*** RECORDS FOR THIS EXERCISE ***

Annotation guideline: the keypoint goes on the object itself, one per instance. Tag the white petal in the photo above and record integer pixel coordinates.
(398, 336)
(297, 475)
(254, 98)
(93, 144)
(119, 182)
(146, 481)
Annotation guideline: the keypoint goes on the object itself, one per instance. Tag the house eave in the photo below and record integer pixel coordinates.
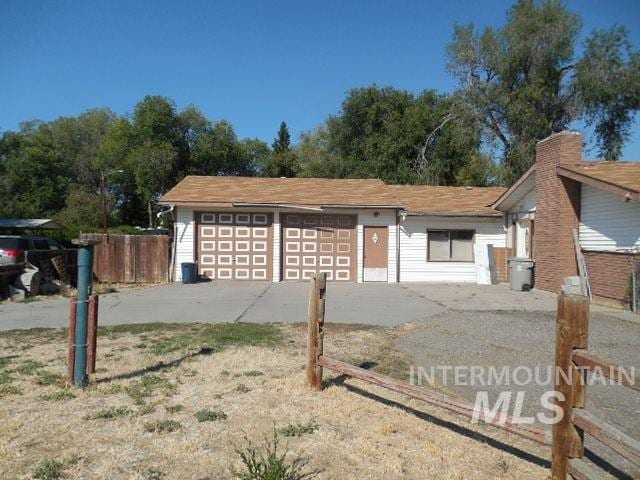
(626, 193)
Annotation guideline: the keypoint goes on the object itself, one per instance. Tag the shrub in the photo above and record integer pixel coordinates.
(57, 396)
(109, 413)
(45, 377)
(299, 429)
(162, 426)
(49, 470)
(174, 408)
(210, 415)
(29, 367)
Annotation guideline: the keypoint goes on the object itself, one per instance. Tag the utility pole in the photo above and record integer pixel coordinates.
(103, 201)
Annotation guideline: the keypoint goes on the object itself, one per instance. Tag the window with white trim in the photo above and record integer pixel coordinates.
(450, 245)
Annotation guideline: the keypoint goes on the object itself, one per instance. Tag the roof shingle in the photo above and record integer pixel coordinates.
(276, 191)
(622, 174)
(449, 200)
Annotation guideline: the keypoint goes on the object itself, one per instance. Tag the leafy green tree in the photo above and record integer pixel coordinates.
(316, 156)
(283, 161)
(83, 207)
(282, 142)
(521, 82)
(379, 133)
(607, 85)
(151, 164)
(36, 175)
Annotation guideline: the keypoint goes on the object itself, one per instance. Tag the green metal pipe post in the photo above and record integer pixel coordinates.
(85, 277)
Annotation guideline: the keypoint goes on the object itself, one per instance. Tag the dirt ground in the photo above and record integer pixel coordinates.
(148, 375)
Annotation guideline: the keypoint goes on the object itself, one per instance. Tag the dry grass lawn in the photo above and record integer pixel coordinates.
(137, 420)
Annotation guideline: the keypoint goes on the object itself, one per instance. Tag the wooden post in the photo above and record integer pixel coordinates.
(72, 340)
(92, 334)
(315, 332)
(571, 333)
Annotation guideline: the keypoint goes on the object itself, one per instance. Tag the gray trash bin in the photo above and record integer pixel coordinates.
(521, 274)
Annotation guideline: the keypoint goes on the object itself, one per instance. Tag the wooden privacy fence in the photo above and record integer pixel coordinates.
(566, 437)
(130, 258)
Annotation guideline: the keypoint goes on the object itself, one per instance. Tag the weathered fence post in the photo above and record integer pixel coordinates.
(92, 334)
(71, 358)
(571, 333)
(315, 329)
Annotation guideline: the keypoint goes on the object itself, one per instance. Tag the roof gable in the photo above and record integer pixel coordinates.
(621, 178)
(282, 191)
(451, 201)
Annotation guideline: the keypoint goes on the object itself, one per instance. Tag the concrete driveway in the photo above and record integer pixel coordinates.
(216, 302)
(260, 302)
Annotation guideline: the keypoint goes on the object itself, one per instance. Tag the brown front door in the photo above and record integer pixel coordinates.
(376, 254)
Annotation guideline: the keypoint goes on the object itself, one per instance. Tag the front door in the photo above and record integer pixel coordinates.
(376, 254)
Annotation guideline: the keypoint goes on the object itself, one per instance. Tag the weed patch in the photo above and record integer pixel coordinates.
(218, 337)
(209, 415)
(268, 463)
(5, 377)
(57, 396)
(45, 377)
(299, 429)
(49, 470)
(29, 367)
(146, 409)
(174, 408)
(242, 388)
(5, 362)
(109, 413)
(152, 474)
(147, 386)
(162, 426)
(8, 389)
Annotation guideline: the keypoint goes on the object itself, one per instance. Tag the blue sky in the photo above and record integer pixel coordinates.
(254, 63)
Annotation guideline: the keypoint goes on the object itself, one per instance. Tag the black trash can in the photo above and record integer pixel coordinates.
(188, 272)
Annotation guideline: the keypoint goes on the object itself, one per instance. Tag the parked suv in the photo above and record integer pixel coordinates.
(13, 248)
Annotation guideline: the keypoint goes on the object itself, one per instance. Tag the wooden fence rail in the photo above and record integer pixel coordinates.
(130, 258)
(316, 360)
(567, 435)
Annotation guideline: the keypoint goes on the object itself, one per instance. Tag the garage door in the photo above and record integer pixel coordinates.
(235, 246)
(319, 243)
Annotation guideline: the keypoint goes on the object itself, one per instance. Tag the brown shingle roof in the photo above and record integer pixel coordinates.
(449, 200)
(625, 175)
(276, 191)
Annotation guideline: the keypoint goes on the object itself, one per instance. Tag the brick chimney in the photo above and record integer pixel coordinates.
(557, 210)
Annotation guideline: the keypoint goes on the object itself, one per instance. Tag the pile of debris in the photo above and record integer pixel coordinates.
(28, 280)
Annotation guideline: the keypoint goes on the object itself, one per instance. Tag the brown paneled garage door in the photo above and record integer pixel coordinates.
(319, 243)
(235, 246)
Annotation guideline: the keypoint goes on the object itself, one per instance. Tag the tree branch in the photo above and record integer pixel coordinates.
(421, 160)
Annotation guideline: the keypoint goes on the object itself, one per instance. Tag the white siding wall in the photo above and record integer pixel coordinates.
(527, 203)
(385, 218)
(525, 208)
(276, 246)
(413, 248)
(185, 231)
(607, 222)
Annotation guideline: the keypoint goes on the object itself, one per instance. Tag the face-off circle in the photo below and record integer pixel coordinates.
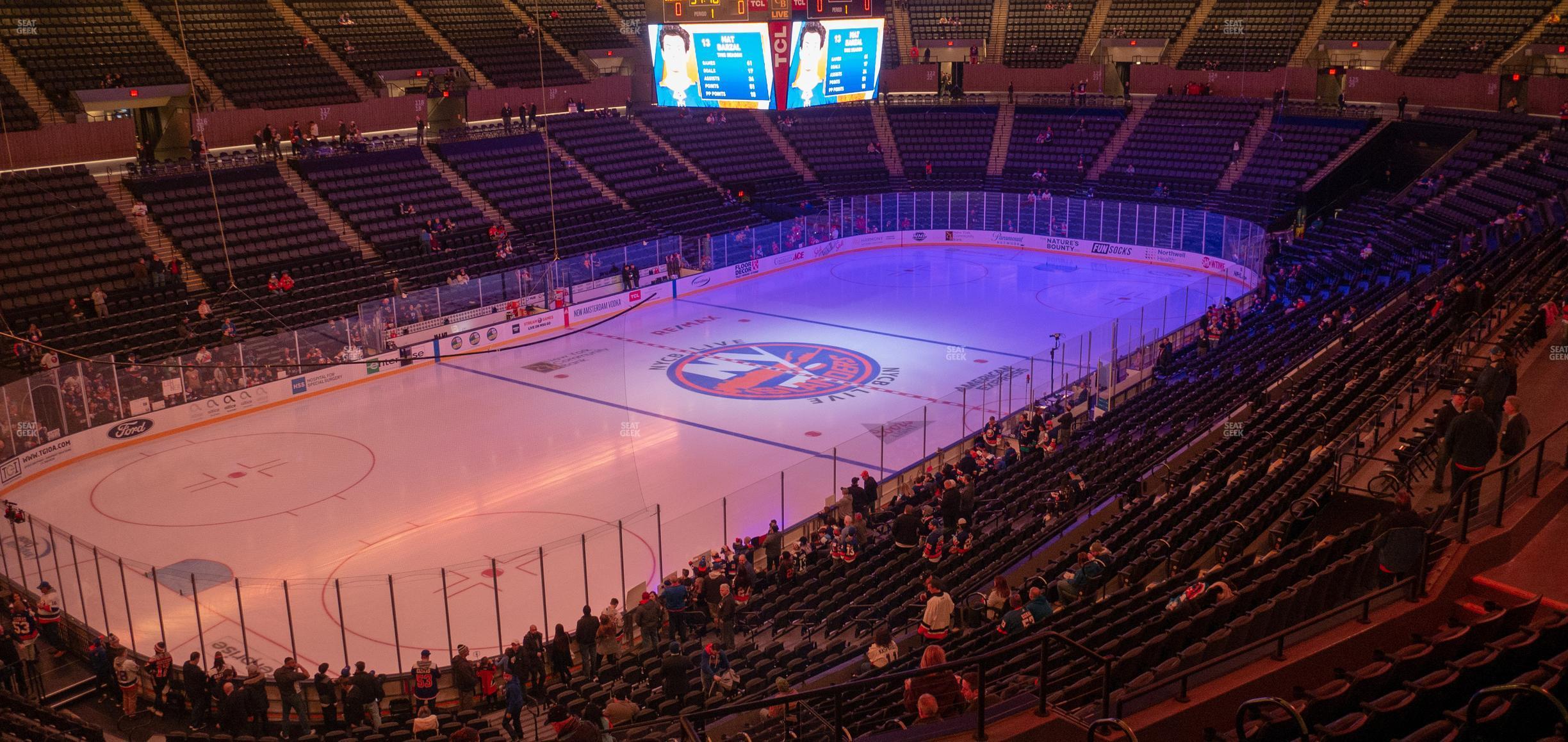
(233, 479)
(774, 371)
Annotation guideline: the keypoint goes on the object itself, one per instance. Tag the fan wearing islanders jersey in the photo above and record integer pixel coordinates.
(424, 677)
(49, 611)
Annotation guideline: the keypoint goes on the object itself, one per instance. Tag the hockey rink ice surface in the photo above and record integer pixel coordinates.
(552, 457)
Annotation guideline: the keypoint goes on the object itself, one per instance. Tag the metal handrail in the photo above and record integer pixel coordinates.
(1183, 678)
(1473, 485)
(837, 692)
(1467, 732)
(1241, 713)
(1115, 723)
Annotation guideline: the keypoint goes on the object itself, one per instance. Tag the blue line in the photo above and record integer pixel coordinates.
(656, 415)
(853, 328)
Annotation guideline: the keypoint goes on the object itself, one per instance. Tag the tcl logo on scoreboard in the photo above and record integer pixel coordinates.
(778, 37)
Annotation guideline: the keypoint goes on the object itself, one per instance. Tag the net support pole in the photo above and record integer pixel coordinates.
(342, 620)
(289, 617)
(544, 598)
(446, 609)
(245, 639)
(76, 567)
(201, 634)
(60, 576)
(21, 562)
(496, 593)
(397, 643)
(124, 593)
(158, 603)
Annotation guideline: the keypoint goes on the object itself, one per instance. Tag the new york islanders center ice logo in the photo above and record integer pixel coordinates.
(774, 371)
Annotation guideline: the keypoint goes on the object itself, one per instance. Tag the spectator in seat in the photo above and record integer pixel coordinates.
(715, 670)
(425, 722)
(1075, 581)
(620, 709)
(1515, 429)
(882, 652)
(569, 729)
(907, 529)
(1401, 537)
(942, 686)
(1038, 604)
(587, 634)
(676, 670)
(562, 655)
(1471, 441)
(998, 598)
(1018, 620)
(1440, 425)
(971, 694)
(938, 617)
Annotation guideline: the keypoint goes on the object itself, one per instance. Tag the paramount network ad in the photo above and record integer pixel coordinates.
(835, 62)
(712, 65)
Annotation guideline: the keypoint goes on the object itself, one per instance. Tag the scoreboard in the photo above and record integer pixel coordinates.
(764, 54)
(756, 12)
(819, 10)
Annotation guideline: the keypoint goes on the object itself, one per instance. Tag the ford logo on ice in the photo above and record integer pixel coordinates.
(131, 429)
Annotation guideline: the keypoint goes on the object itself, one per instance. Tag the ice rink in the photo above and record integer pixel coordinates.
(452, 488)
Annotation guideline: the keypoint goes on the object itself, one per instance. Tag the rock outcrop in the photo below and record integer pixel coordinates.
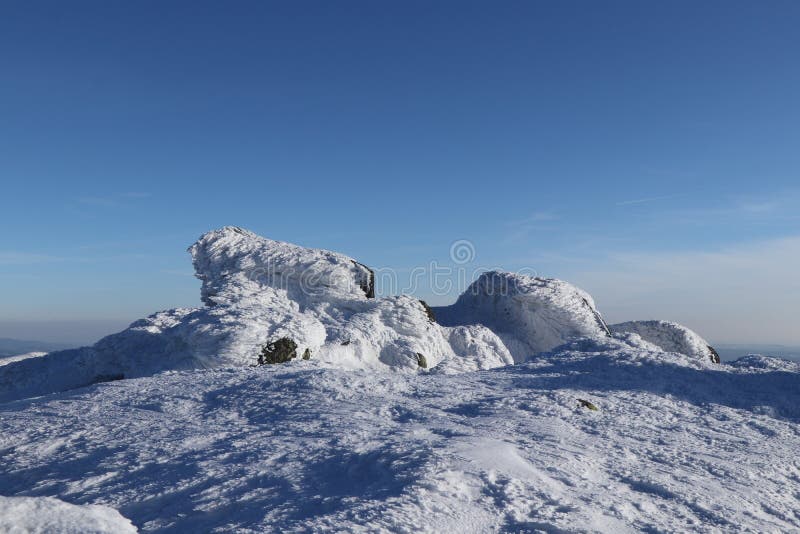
(530, 314)
(271, 302)
(670, 337)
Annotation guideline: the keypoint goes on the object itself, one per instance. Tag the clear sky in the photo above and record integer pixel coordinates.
(646, 151)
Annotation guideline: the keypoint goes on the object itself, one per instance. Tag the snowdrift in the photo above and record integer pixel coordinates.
(269, 301)
(670, 337)
(33, 515)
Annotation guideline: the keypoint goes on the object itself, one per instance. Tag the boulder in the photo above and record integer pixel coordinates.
(670, 337)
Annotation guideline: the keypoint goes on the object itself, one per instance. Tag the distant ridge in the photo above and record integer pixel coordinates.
(12, 347)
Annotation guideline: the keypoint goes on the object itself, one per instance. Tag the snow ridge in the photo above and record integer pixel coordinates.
(258, 291)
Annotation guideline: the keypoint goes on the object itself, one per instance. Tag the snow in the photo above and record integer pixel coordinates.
(19, 357)
(678, 444)
(670, 337)
(170, 423)
(45, 515)
(531, 314)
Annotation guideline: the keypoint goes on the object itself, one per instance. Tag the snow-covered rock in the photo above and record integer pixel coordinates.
(18, 357)
(677, 445)
(258, 291)
(234, 264)
(48, 515)
(530, 314)
(670, 337)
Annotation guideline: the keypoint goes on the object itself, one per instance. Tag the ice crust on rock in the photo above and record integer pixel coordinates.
(670, 337)
(258, 291)
(48, 515)
(530, 314)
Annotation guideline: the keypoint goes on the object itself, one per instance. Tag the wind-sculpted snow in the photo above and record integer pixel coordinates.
(677, 445)
(47, 515)
(530, 314)
(258, 291)
(670, 337)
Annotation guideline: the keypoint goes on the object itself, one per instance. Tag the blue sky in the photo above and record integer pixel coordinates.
(645, 151)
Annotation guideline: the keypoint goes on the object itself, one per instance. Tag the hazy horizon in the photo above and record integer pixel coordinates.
(655, 166)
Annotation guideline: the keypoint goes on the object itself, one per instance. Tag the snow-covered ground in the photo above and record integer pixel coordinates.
(675, 446)
(519, 411)
(33, 515)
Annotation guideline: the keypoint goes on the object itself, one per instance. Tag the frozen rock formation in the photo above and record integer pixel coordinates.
(670, 337)
(530, 314)
(48, 514)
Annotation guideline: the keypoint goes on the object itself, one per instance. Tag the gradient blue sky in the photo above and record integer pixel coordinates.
(647, 151)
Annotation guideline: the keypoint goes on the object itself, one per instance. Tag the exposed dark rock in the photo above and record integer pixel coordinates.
(428, 311)
(587, 404)
(279, 351)
(367, 284)
(599, 318)
(714, 354)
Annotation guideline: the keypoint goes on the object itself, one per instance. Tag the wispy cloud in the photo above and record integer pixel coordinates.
(647, 199)
(740, 293)
(26, 258)
(520, 229)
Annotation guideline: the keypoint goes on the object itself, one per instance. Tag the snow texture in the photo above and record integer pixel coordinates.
(678, 445)
(670, 337)
(257, 291)
(48, 515)
(171, 423)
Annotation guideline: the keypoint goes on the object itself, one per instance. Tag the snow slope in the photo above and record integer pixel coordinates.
(670, 337)
(47, 515)
(678, 444)
(383, 420)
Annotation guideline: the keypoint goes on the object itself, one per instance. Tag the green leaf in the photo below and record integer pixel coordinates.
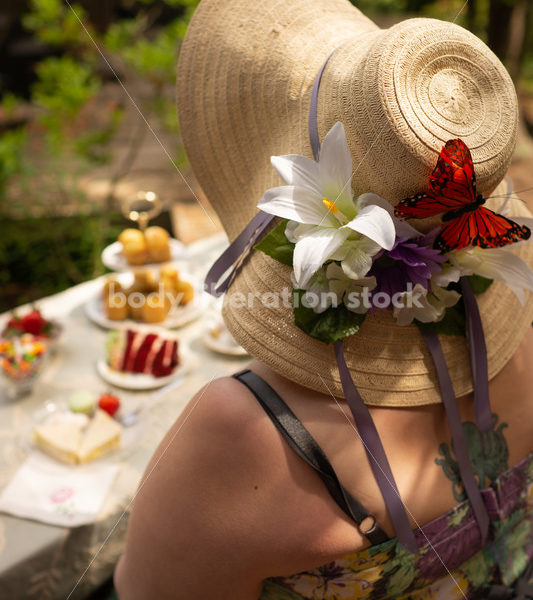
(479, 284)
(276, 245)
(453, 322)
(334, 324)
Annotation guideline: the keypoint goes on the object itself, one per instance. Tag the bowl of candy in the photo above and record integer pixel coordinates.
(21, 361)
(34, 323)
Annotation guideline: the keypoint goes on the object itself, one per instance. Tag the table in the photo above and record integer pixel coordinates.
(39, 561)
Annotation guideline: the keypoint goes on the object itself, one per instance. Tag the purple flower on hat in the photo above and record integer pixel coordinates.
(410, 261)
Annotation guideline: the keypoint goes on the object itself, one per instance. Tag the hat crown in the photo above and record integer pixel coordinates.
(244, 86)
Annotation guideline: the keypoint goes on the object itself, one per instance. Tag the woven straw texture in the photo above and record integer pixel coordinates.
(245, 75)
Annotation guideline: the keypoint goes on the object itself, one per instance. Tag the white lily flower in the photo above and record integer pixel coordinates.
(424, 306)
(318, 199)
(496, 263)
(354, 293)
(318, 295)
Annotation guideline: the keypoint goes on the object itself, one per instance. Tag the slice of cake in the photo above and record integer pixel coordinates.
(74, 438)
(101, 436)
(60, 436)
(142, 352)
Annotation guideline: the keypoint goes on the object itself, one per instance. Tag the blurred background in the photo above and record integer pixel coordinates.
(74, 142)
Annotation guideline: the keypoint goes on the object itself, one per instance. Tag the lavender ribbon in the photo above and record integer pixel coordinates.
(376, 454)
(235, 255)
(456, 427)
(478, 357)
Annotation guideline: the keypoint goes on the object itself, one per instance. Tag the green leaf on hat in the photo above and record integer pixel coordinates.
(479, 284)
(276, 245)
(454, 320)
(333, 324)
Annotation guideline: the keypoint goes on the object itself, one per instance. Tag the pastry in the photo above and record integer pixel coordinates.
(157, 243)
(134, 246)
(74, 438)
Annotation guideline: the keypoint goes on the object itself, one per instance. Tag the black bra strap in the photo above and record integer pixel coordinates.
(302, 442)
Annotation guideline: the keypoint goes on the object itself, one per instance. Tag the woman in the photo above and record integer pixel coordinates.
(239, 502)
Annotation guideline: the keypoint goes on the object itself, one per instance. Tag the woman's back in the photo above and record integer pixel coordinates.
(248, 492)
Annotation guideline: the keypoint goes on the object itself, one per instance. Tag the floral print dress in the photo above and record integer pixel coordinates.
(451, 564)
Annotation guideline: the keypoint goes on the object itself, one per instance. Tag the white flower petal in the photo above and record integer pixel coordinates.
(298, 170)
(527, 221)
(335, 166)
(312, 251)
(376, 223)
(294, 230)
(443, 298)
(335, 162)
(415, 306)
(357, 263)
(499, 264)
(403, 229)
(297, 204)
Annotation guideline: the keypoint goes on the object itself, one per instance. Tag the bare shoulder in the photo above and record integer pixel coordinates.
(223, 483)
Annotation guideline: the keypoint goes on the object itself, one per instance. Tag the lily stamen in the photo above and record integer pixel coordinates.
(331, 206)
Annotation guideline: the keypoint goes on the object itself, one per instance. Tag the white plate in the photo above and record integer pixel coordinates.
(141, 381)
(130, 438)
(179, 316)
(113, 258)
(224, 344)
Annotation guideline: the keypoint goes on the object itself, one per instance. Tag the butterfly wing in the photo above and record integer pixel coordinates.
(452, 185)
(422, 206)
(482, 228)
(454, 177)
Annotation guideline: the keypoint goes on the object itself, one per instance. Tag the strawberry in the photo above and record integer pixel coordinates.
(33, 322)
(15, 323)
(109, 403)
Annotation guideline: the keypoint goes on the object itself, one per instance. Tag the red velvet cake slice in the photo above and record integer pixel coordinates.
(141, 352)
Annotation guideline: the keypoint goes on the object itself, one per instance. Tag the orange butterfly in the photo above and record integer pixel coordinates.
(452, 193)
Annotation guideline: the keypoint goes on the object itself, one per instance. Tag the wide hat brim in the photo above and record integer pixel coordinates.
(244, 82)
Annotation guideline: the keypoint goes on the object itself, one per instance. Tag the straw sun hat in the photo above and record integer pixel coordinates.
(245, 76)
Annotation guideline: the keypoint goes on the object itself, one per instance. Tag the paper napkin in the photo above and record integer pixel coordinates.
(45, 490)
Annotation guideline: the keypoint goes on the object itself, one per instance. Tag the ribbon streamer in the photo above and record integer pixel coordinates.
(456, 427)
(235, 255)
(478, 357)
(376, 454)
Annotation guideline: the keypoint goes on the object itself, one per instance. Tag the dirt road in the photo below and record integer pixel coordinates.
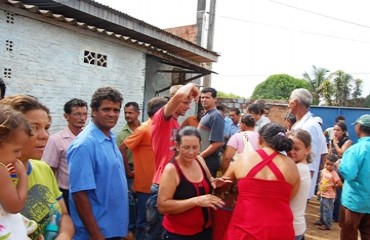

*** End of RECORDS FOR THIS EXERCISE ***

Give back exactly the lines from the one that contains "Tag the red" to the final line of the data above, both included, with all pictures removed.

_RESULT OF THIS EXERCISE_
Annotation guideline: the keypoint goes on the object itself, one per instance. Tag the red velvet cake slice in the photo above and record integer pixel coordinates.
(141, 352)
Annotation guideline: the keypoint goes on the object itself, one per instance. Tag the orange butterfly in the photo above and record integer pixel coordinates.
(452, 193)
Annotation guideline: the keypoint goes on the object itself, one per instance. Tag the wide hat brim in the photo above and record integer pixel coordinates.
(244, 82)
Annotation guideline: the keypoint goes on the object itself, one per instance. Tag the straw sun hat in the photo above and record integer pixel coordinates.
(245, 76)
Annotation guideline: the keypoint goes on the object itself, one per instance. Tag the paper napkin in the photo above and record integer pixel coordinates.
(45, 490)
Annotation guideline: the keypoint goes on the object itself, one per instance. Tag the ribbon streamer in the photo above and record integer pixel coordinates.
(456, 427)
(235, 255)
(478, 357)
(376, 454)
Annotation guideline: the keypoint goes on the object itself, one per instance. Tag the dirt road in the photo below and record integer pixel coordinates.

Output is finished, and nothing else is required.